Job a:
Please copy word for word the lines of the records that begin at the line containing "Indicate the tree" and continue through the last line of the records.

France 2018

Ipswich farewells: Friday 11 and Saturday 12 May 2018

Kicked off the holiday with Redan Street friends upstairs at the Arb. Sarah and Peter generously provided two platters of fantastic grub.  Mary Phibbs couldn't come so we had a farewell glass with her on the Saturday.  A big thank you to all.

Going south: Calais to Sanary-sur-Mer in Provence 

 

 

 

 

 

 

 

 

 

 

Off we go: Monday 13 May

Arrived safely.  Emerged from the Tunnel to the sight of miles of barbed-wire fences and a small group of black migrants making their way along the central reservation on the busy Paris-Calais motorway.  

Tuesday 14 - Friday 18 May

 

 

 

 

 

 

 

 

 

A few days of exploring battlefields and memorials.  We began at Agincourt  in chilly mist but were soon sunning ourselves in the Somme valley.  Have visited the most famous memorials here  and some little local ones too which 'only' commemorate a thousand or so young men.  We were, at the end of three days, in the lucky position of being able to leave the Great War behind us. Off to gay Paree.

Saturday 19 May

Paris was exciting - but could only take a morning of it.  By train and metro we visited the first house that le Corbusier designed in Paris, the Statue of Liberty, the Eiffel Tower and la Grande Arche at la Defense. 

 

 

 

 

 

 

 

 

 

How Parisian is that!

 

 

 

 

 

 

 

 

 

The first house le Corbusier designed in Paris - all straight lines and curves with colours to emphasise the shapes. 

Chartres (Whit Sunday 20 - Tuesday 22 May)

From our first view of the cathedral in the distance as we tanked down the N10, we could see it was magnificent and special.  And so it proved to be - the portals, statuary, stained glass, its age and size and the colourful light inside.

Job b:
Which places did the France 2018 diary say were visited in Paris by train and metro? List them all.

Excerpted records:

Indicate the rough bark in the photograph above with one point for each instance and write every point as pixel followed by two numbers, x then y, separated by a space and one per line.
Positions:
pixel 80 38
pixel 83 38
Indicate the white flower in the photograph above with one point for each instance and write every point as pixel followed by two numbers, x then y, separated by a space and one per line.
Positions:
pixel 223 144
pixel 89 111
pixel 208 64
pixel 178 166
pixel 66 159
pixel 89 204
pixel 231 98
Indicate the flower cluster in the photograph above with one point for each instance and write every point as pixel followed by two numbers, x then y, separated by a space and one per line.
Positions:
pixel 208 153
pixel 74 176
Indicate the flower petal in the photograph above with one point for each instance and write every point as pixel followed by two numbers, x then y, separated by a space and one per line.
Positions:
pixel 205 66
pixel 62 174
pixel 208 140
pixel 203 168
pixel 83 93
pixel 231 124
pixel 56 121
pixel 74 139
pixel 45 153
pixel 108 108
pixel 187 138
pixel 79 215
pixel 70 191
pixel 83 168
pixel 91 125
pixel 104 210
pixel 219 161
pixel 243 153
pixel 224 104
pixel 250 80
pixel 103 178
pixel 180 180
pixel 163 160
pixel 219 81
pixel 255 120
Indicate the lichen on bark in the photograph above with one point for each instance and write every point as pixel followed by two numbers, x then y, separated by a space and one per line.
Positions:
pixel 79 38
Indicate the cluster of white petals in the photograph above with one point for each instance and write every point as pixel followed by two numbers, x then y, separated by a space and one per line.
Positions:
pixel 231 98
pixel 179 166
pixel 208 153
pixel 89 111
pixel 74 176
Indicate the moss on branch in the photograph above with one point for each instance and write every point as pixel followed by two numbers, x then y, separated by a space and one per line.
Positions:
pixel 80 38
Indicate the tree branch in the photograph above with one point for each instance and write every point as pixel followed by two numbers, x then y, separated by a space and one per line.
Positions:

Task solution a:
Indicate the tree branch in the photograph above with one point for each instance and write every point as pixel followed by two numbers, x then y, separated by a space and one per line.
Positions:

Task solution b:
- The first house le Corbusier designed in Paris
- The Statue of Liberty
- The Eiffel Tower
- La Grande Arche at la Defense